• _Set task_
Keep only the lines of the material below that contain the word "stand", and copy each of those lines in full.

[Start of Data provided]

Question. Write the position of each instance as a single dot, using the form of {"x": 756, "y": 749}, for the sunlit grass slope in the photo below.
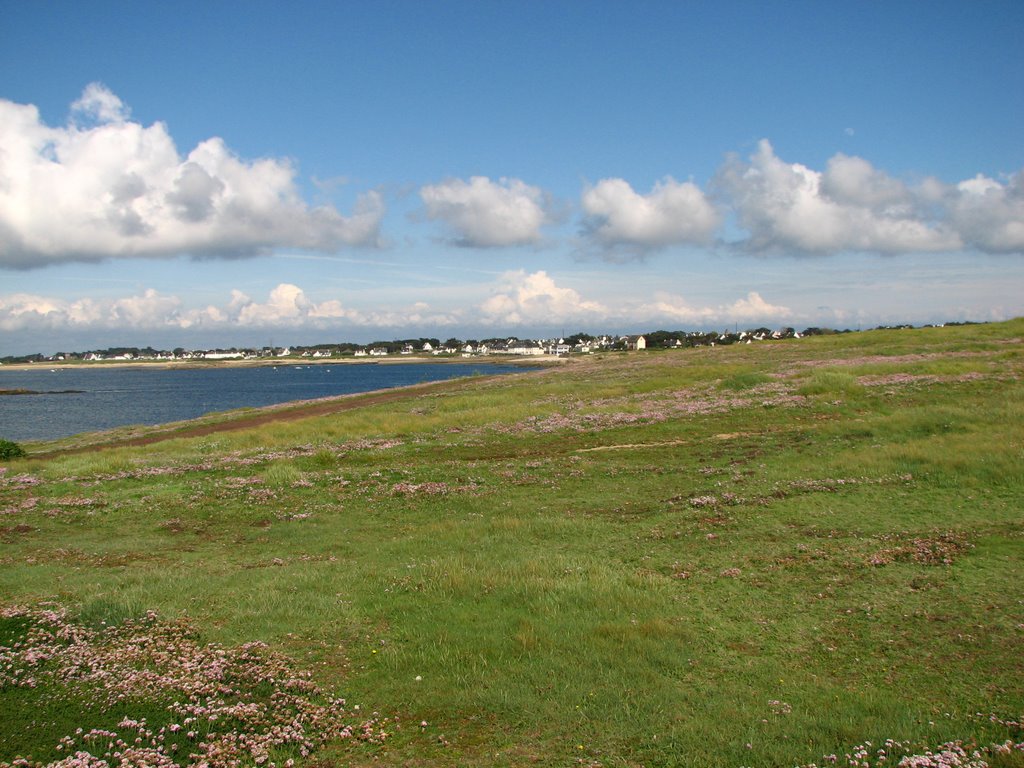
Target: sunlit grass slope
{"x": 758, "y": 555}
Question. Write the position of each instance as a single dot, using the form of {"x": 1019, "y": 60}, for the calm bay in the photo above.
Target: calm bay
{"x": 76, "y": 399}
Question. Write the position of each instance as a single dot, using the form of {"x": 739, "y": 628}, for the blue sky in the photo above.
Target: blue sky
{"x": 202, "y": 174}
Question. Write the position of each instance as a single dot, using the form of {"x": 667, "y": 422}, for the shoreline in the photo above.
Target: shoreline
{"x": 201, "y": 364}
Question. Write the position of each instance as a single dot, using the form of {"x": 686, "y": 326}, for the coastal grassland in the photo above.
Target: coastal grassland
{"x": 755, "y": 555}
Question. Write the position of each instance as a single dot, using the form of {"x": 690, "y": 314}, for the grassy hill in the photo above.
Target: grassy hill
{"x": 773, "y": 554}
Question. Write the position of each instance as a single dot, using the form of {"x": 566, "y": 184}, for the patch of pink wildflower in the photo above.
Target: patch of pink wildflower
{"x": 230, "y": 707}
{"x": 903, "y": 755}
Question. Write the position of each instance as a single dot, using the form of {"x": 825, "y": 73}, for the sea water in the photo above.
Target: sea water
{"x": 108, "y": 397}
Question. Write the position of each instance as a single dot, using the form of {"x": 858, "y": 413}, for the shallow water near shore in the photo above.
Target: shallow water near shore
{"x": 105, "y": 398}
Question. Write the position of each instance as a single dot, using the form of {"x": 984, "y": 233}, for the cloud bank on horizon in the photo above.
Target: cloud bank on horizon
{"x": 104, "y": 186}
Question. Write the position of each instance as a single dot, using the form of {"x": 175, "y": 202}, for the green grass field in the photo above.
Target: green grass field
{"x": 774, "y": 554}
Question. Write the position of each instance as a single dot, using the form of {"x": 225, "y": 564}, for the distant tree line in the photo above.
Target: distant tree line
{"x": 654, "y": 339}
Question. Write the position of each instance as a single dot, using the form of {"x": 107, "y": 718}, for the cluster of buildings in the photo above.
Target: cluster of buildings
{"x": 578, "y": 344}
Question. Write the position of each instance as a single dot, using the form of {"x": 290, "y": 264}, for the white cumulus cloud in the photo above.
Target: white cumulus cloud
{"x": 672, "y": 213}
{"x": 105, "y": 186}
{"x": 751, "y": 308}
{"x": 534, "y": 298}
{"x": 989, "y": 215}
{"x": 850, "y": 207}
{"x": 482, "y": 213}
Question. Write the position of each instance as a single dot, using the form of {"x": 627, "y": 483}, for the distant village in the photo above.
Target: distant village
{"x": 512, "y": 346}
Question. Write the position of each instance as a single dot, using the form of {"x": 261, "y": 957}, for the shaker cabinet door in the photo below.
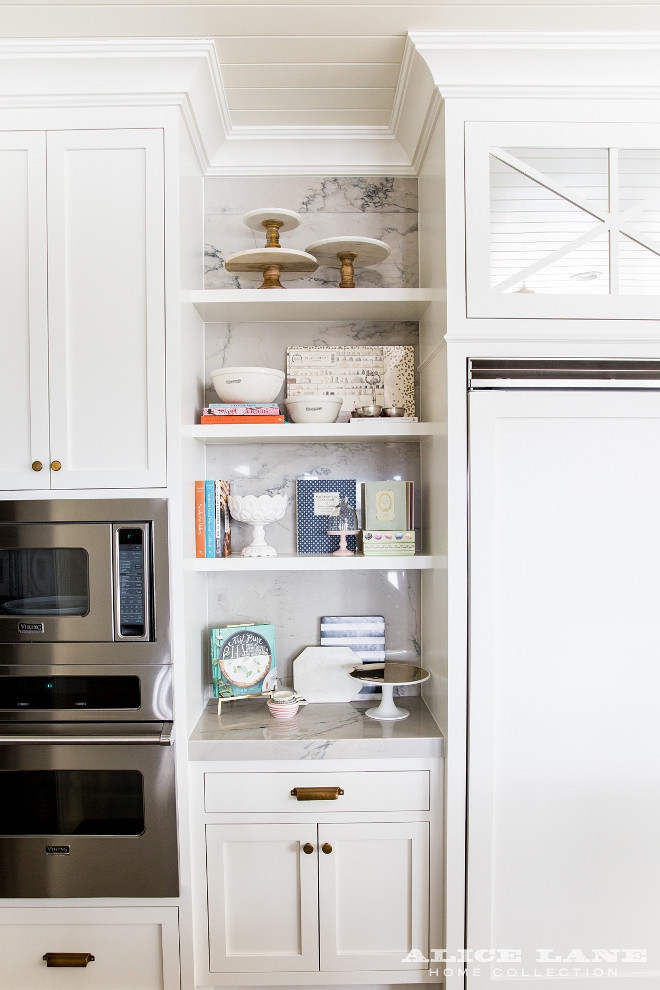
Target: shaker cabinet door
{"x": 106, "y": 308}
{"x": 564, "y": 756}
{"x": 24, "y": 312}
{"x": 373, "y": 895}
{"x": 262, "y": 898}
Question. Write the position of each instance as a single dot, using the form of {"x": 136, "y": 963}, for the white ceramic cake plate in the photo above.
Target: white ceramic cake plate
{"x": 349, "y": 253}
{"x": 388, "y": 676}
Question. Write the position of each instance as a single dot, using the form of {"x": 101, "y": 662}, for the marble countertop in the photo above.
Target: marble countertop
{"x": 247, "y": 731}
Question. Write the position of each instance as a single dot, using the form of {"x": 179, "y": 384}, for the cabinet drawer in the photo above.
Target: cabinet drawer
{"x": 398, "y": 790}
{"x": 130, "y": 948}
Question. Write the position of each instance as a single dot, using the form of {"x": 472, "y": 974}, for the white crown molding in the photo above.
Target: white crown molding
{"x": 537, "y": 40}
{"x": 505, "y": 64}
{"x": 186, "y": 74}
{"x": 146, "y": 72}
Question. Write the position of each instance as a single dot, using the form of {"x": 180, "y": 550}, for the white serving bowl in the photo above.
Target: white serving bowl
{"x": 247, "y": 384}
{"x": 310, "y": 409}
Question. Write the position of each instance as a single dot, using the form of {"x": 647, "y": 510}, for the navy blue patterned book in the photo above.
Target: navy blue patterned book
{"x": 316, "y": 502}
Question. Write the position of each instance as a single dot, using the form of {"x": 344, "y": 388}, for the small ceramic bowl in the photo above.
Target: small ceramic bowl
{"x": 283, "y": 704}
{"x": 313, "y": 409}
{"x": 247, "y": 384}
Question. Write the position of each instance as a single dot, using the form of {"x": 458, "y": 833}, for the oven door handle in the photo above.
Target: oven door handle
{"x": 163, "y": 737}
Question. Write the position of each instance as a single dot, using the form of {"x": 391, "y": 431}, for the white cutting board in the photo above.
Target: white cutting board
{"x": 321, "y": 673}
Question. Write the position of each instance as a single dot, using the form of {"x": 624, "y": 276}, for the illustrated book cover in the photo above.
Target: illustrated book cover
{"x": 357, "y": 373}
{"x": 243, "y": 659}
{"x": 317, "y": 504}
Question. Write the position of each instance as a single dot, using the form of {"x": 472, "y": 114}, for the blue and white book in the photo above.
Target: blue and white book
{"x": 317, "y": 503}
{"x": 209, "y": 503}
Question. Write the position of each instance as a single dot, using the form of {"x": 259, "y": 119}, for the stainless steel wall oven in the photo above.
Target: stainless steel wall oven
{"x": 87, "y": 790}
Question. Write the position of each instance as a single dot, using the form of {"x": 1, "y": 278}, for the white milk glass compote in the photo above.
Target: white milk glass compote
{"x": 258, "y": 511}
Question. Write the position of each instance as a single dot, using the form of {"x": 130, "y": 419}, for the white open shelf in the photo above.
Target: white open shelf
{"x": 315, "y": 562}
{"x": 383, "y": 430}
{"x": 308, "y": 305}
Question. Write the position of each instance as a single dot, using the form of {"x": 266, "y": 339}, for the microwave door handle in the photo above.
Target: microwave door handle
{"x": 164, "y": 737}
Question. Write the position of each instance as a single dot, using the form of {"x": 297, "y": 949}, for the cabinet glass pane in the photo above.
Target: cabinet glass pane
{"x": 575, "y": 221}
{"x": 547, "y": 207}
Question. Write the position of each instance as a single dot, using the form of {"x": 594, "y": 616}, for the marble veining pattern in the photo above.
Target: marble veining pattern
{"x": 295, "y": 602}
{"x": 382, "y": 208}
{"x": 253, "y": 469}
{"x": 317, "y": 733}
{"x": 235, "y": 344}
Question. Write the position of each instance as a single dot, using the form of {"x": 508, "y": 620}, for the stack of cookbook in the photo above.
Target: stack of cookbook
{"x": 219, "y": 413}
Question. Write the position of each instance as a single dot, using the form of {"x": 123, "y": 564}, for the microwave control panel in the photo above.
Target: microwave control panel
{"x": 132, "y": 581}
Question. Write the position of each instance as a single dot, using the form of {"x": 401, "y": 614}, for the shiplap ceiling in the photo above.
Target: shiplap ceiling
{"x": 310, "y": 63}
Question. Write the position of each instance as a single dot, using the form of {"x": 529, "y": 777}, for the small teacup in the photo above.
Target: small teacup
{"x": 283, "y": 703}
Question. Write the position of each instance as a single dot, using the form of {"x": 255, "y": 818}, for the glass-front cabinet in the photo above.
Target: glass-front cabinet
{"x": 563, "y": 220}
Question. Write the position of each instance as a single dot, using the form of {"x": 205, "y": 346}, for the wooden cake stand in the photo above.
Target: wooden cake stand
{"x": 271, "y": 260}
{"x": 388, "y": 676}
{"x": 348, "y": 253}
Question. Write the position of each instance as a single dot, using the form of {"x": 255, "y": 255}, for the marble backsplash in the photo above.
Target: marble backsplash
{"x": 384, "y": 208}
{"x": 236, "y": 344}
{"x": 294, "y": 602}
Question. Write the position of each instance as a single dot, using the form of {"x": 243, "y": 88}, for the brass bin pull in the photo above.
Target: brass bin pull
{"x": 316, "y": 793}
{"x": 68, "y": 958}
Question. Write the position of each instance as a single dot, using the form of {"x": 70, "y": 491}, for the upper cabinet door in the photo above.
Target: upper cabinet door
{"x": 24, "y": 312}
{"x": 106, "y": 308}
{"x": 563, "y": 220}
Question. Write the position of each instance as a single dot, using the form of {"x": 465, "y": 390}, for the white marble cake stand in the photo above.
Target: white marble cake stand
{"x": 272, "y": 220}
{"x": 349, "y": 253}
{"x": 388, "y": 676}
{"x": 271, "y": 261}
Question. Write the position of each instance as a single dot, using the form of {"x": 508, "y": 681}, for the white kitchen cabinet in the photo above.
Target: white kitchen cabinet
{"x": 301, "y": 897}
{"x": 313, "y": 887}
{"x": 262, "y": 897}
{"x": 373, "y": 895}
{"x": 134, "y": 947}
{"x": 84, "y": 383}
{"x": 562, "y": 219}
{"x": 563, "y": 778}
{"x": 24, "y": 311}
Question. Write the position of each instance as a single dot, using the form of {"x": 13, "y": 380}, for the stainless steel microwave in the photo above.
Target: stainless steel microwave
{"x": 84, "y": 581}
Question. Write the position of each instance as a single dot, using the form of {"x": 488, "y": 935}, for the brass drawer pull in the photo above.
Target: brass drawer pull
{"x": 316, "y": 793}
{"x": 68, "y": 958}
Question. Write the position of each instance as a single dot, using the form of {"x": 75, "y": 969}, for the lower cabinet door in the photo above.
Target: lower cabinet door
{"x": 132, "y": 948}
{"x": 374, "y": 896}
{"x": 262, "y": 898}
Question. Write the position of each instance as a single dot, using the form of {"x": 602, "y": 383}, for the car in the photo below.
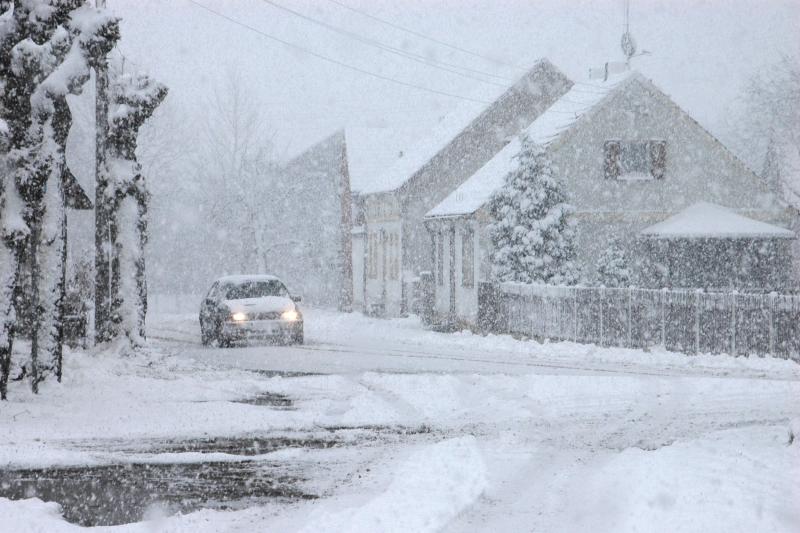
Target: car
{"x": 251, "y": 307}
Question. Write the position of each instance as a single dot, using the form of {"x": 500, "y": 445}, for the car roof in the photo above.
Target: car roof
{"x": 244, "y": 278}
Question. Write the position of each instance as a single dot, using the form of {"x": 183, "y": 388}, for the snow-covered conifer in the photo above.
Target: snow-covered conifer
{"x": 532, "y": 233}
{"x": 612, "y": 267}
{"x": 134, "y": 98}
{"x": 50, "y": 47}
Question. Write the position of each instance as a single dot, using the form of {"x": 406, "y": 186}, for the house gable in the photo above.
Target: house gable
{"x": 698, "y": 166}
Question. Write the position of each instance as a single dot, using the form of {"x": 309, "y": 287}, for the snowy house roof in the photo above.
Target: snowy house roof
{"x": 247, "y": 278}
{"x": 705, "y": 220}
{"x": 438, "y": 138}
{"x": 546, "y": 129}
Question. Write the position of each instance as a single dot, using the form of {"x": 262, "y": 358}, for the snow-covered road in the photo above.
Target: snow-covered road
{"x": 345, "y": 344}
{"x": 446, "y": 432}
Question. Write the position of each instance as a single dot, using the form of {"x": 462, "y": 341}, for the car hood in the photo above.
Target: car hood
{"x": 266, "y": 304}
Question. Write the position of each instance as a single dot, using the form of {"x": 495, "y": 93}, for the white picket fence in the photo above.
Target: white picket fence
{"x": 680, "y": 320}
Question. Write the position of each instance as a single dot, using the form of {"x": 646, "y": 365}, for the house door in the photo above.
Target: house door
{"x": 452, "y": 271}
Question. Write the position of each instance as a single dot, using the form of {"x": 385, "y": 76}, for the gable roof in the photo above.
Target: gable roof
{"x": 705, "y": 220}
{"x": 448, "y": 128}
{"x": 559, "y": 118}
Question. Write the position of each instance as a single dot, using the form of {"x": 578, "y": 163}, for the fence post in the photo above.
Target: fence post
{"x": 697, "y": 320}
{"x": 733, "y": 322}
{"x": 601, "y": 292}
{"x": 630, "y": 329}
{"x": 575, "y": 312}
{"x": 664, "y": 317}
{"x": 771, "y": 304}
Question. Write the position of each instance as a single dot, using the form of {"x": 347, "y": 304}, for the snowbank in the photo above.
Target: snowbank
{"x": 426, "y": 491}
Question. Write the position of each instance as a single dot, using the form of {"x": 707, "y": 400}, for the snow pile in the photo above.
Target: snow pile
{"x": 736, "y": 480}
{"x": 427, "y": 490}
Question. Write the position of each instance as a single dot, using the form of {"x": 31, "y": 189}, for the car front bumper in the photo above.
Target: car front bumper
{"x": 261, "y": 329}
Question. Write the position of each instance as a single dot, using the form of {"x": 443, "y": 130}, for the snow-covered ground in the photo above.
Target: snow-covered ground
{"x": 439, "y": 432}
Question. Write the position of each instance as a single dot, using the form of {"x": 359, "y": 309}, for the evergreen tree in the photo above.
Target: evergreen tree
{"x": 532, "y": 233}
{"x": 612, "y": 268}
{"x": 48, "y": 48}
{"x": 134, "y": 98}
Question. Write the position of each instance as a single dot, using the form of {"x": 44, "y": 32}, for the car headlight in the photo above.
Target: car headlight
{"x": 290, "y": 315}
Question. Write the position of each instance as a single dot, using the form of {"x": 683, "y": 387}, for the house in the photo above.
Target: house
{"x": 314, "y": 197}
{"x": 313, "y": 254}
{"x": 391, "y": 244}
{"x": 629, "y": 158}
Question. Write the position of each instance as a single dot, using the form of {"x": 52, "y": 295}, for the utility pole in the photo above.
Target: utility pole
{"x": 102, "y": 240}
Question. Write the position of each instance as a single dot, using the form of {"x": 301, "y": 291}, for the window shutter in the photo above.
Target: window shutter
{"x": 612, "y": 159}
{"x": 658, "y": 159}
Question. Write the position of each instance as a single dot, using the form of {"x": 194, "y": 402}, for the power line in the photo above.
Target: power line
{"x": 336, "y": 61}
{"x": 427, "y": 37}
{"x": 435, "y": 63}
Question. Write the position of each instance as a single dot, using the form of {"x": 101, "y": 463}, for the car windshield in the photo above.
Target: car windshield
{"x": 254, "y": 289}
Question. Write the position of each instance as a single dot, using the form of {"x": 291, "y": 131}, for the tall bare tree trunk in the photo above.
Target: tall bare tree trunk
{"x": 102, "y": 238}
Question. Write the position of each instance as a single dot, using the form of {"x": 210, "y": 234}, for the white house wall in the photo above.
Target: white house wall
{"x": 359, "y": 272}
{"x": 698, "y": 168}
{"x": 383, "y": 232}
{"x": 466, "y": 301}
{"x": 468, "y": 151}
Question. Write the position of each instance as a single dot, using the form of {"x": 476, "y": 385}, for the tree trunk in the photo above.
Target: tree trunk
{"x": 9, "y": 260}
{"x": 141, "y": 273}
{"x": 102, "y": 238}
{"x": 36, "y": 231}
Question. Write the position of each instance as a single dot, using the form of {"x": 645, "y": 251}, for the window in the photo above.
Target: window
{"x": 632, "y": 160}
{"x": 393, "y": 266}
{"x": 467, "y": 258}
{"x": 372, "y": 256}
{"x": 440, "y": 258}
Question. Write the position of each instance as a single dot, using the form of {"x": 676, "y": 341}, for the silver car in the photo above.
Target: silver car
{"x": 251, "y": 307}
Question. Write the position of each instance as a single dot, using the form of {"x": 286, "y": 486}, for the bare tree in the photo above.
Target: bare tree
{"x": 767, "y": 130}
{"x": 238, "y": 175}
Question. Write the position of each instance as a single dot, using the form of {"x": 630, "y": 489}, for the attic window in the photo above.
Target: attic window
{"x": 635, "y": 160}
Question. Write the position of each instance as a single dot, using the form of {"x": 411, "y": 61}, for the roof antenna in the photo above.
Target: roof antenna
{"x": 627, "y": 43}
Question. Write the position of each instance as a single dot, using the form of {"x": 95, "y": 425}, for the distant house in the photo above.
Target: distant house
{"x": 313, "y": 254}
{"x": 391, "y": 244}
{"x": 629, "y": 158}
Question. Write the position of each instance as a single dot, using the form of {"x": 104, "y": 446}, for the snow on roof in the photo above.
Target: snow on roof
{"x": 547, "y": 128}
{"x": 448, "y": 127}
{"x": 370, "y": 151}
{"x": 707, "y": 220}
{"x": 245, "y": 278}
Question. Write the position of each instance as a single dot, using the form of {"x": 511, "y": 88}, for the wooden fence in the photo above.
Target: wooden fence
{"x": 679, "y": 320}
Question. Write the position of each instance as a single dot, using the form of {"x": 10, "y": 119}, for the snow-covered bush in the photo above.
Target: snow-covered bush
{"x": 532, "y": 233}
{"x": 612, "y": 267}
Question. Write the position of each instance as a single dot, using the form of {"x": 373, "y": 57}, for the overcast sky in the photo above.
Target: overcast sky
{"x": 701, "y": 51}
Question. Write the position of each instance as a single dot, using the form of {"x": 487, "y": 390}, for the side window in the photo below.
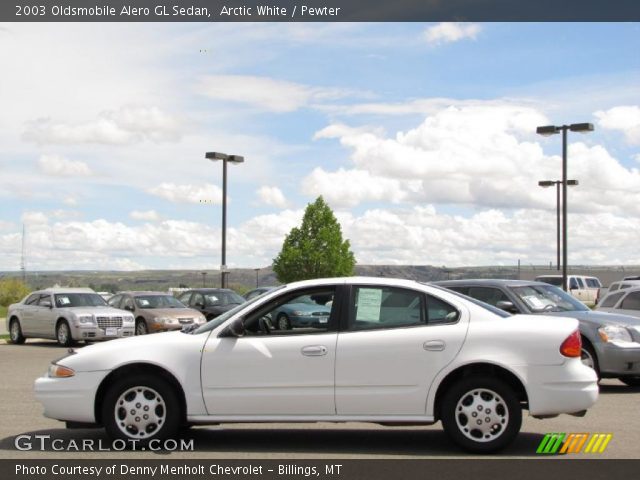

[End of Data provided]

• _Exercise response_
Question. Write the position of each instance as a single dot, using the form of {"x": 205, "y": 346}, for the wooden cake stand in the photo above.
Target: wooden cake stand
Question. Write the position of each instance as a single dot, using the form of {"x": 465, "y": 390}, for the white marble cake stand in the photo above.
Target: white marble cake stand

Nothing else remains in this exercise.